* ACTIVITY
Output the data as it stands. Each line must match exactly.

::::

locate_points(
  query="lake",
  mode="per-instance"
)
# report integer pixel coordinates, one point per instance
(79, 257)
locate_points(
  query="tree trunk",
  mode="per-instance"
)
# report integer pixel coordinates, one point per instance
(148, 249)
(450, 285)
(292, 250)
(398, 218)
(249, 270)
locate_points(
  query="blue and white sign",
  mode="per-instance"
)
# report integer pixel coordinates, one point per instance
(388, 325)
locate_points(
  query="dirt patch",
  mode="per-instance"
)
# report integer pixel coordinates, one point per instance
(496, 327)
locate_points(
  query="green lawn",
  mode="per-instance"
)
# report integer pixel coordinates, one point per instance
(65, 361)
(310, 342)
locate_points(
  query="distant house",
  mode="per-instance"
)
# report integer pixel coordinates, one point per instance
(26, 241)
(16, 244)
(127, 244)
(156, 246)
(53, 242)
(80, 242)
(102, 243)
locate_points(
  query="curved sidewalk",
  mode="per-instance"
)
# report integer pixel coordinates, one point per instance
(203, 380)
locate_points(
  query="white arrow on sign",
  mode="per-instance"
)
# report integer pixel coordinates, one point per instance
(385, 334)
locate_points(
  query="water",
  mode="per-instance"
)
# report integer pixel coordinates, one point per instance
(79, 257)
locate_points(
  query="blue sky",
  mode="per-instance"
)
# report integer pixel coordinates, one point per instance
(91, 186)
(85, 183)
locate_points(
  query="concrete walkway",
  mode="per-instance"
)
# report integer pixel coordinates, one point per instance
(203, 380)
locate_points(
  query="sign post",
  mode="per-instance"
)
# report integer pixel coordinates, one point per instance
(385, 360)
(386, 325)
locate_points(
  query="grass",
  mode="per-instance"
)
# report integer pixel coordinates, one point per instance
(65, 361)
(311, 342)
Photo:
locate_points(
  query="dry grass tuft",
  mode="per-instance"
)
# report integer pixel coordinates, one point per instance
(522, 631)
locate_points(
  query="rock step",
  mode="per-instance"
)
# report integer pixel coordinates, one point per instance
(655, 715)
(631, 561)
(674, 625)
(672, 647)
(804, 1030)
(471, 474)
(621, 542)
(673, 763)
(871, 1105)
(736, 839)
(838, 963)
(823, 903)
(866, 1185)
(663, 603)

::::

* RESULT OF THE TASK
locate_points(
  query="lake",
  mode="per-instance"
)
# report integer pixel coordinates, one point per instance
(79, 257)
locate_points(
  query="tree trunk",
  mode="per-instance"
)
# report integer pixel coordinates, one point per instance
(148, 249)
(450, 285)
(292, 250)
(398, 218)
(249, 270)
locate_points(
  query="blue and white sign",
  mode="per-instance"
)
# report integer pixel coordinates, one point per instance
(388, 325)
locate_points(
  query="dirt patch",
  mode="per-instance"
)
# report integer pixel coordinates, one point per instance
(496, 327)
locate_points(
  query="green lawn",
  mode="per-instance"
)
# report integer pixel coordinates, one point per instance
(65, 361)
(310, 342)
locate_points(
  query="distant house",
  mode="per-instance"
)
# report integer pixel coordinates, one point per instance
(26, 241)
(16, 244)
(127, 244)
(156, 246)
(53, 242)
(80, 242)
(102, 243)
locate_points(
  query="curved sidewalk",
  mode="per-instance"
)
# report integer pixel coordinates, one point per instance
(203, 380)
locate_points(
  query="white arrow on sign",
  mode="per-instance"
)
# report integer pixel coordinates, one point per instance
(385, 334)
locate_points(
  query="water",
  mode="per-instance"
)
# report integer pixel coordinates, one point per instance
(79, 257)
locate_points(
  query="blue sky",
  mode="per-instance"
)
# report integer pixel coordinates, one point per instance
(91, 186)
(85, 183)
locate_points(
  query="concrete walkway",
  mode="per-instance"
)
# report integer pixel coordinates, one point per instance
(203, 380)
locate_points(
  query="sign post",
  mode="per-instance"
)
# report integer pixel coordinates, one point per instance
(385, 360)
(386, 325)
locate_points(
  query="grass",
  mode="per-instance"
)
# report integer pixel coordinates, one point per instance
(65, 361)
(311, 342)
Photo:
locate_points(
  query="dry grass tuft",
  mode="per-instance"
)
# report integer pixel coordinates, one point per instance
(522, 631)
locate_points(
  query="rock step",
  mode="per-instance"
)
# report integer pixel coordinates, one point per instance
(655, 715)
(631, 561)
(674, 625)
(672, 647)
(804, 1030)
(471, 474)
(621, 542)
(673, 763)
(871, 1105)
(736, 839)
(838, 963)
(823, 903)
(866, 1185)
(663, 603)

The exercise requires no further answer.